Quoted text:

..............................

When the preparation process is started, the control device 11 (implemented by the analyzer 111) generates a series of frequency-domain spectra (hereafter, “a series of waveform spectra”) from each of the reference signals R (Sa1). In one example, each waveform spectrum is an amplitude spectrum of the reference signal R. The control device 11 (implemented by the analyzer 111) generates a series of spectral envelopes from the series of waveform spectra (Sa2). In addition, the control device 11 (implemented by the analyzer 111) applies whitening to each of the series of waveform spectra using the series of spectral envelopes to output a series of sound source spectra (Sa3). The term whitening refers to a process used to reduce differences in intensity between different frequencies in the waveform spectrum.

Next, as for a missing pitch for which a corresponding control data has not been prepared, the control device 11 (implemented by an augmentor 114 in addition to the condition generator 113) uses control data X generated from score data corresponding to the reference signal R, to augment the series of sound source spectra and the series of spectral envelopes received from the analyzer 111 (i.e., data augmentation) (Sa4).

..............................

Data block:

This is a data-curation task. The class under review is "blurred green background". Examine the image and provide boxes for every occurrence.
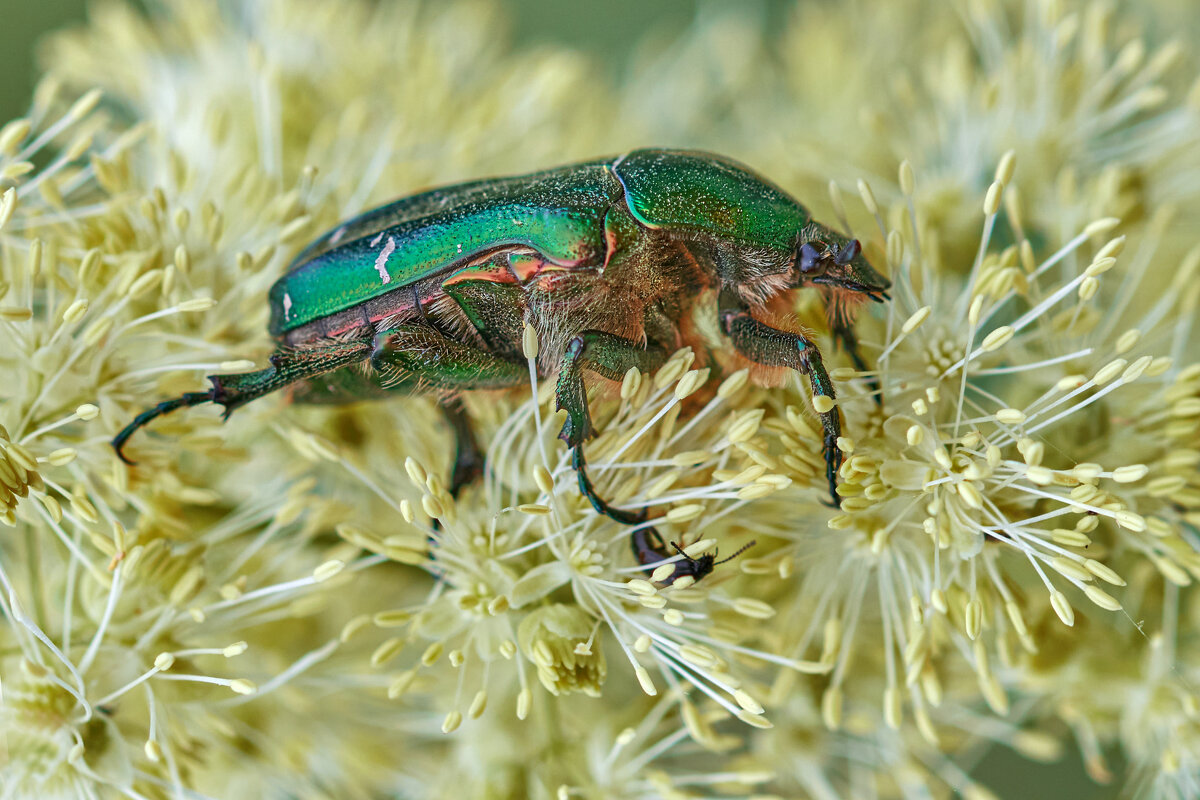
[0,0,1120,800]
[0,0,791,120]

..............................

Set problem: Please write out the passage from the audio preparation text between "Next, as for" and "data augmentation) (Sa4).", inclusive. You won't need the listing for this.

Completed task:
Next, as for a missing pitch for which a corresponding control data has not been prepared, the control device 11 (implemented by an augmentor 114 in addition to the condition generator 113) uses control data X generated from score data corresponding to the reference signal R, to augment the series of sound source spectra and the series of spectral envelopes received from the analyzer 111 (i.e., data augmentation) (Sa4).